**The task:**
According to the post-quantum finance article, what type of signature scheme did the third article in the series describe?

**Excerpted text:**

···

# Techniques for efficient post-quantum finance (Part 4: reducing storage requirements)

technical research proof-of-stake

23rd June 2022

## Table of Contents

This is the fourth article in a multipart series from The QRL Foundation and Geometry Labs exploring various methods for constructing scalable post-quantum technology. In the first article, we describe a lattice-based one-time signature scheme similar to the one published by Lyubashevsky and Micciancio [1], with some optimizations for key and signature sizes. In the second article, we show how to extend this to Boneh and Kim style signature aggregation [2], which has several potential applications such as reducing the on-chain footprint for proof-of-stake consensus with many validators, implementing m-of-n multisignature wallets, and on-chain governance. The third article described our novel one-time adaptor signature scheme, designed to enable payment channels and decentralized trustless cross-chain atomic swaps (inspired by the work of Esgin, Ersoy, and Erkin, [3]).

···

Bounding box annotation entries
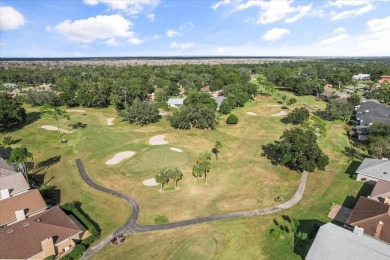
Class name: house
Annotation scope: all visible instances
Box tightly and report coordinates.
[168,98,184,108]
[0,206,85,259]
[306,223,390,260]
[0,158,30,201]
[356,158,390,182]
[213,96,225,110]
[379,76,390,83]
[347,197,390,244]
[0,189,47,227]
[352,74,370,80]
[368,180,390,203]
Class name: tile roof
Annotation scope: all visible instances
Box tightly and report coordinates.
[370,180,390,203]
[0,189,47,226]
[356,158,390,181]
[306,223,390,260]
[347,197,390,244]
[0,206,82,259]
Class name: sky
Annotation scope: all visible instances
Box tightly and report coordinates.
[0,0,390,58]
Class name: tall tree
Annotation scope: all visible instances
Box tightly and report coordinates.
[41,104,70,137]
[213,141,223,161]
[8,146,33,181]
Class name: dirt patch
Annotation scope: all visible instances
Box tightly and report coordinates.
[106,151,135,165]
[271,111,287,116]
[216,196,257,211]
[149,135,168,145]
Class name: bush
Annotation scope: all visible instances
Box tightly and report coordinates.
[226,114,238,125]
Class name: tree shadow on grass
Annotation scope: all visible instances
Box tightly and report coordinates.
[261,143,281,165]
[34,155,61,174]
[294,219,325,259]
[0,112,41,134]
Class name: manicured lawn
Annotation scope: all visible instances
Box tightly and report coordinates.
[0,93,362,259]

···

**Solution to this problem:**
A novel one-time adaptor signature scheme.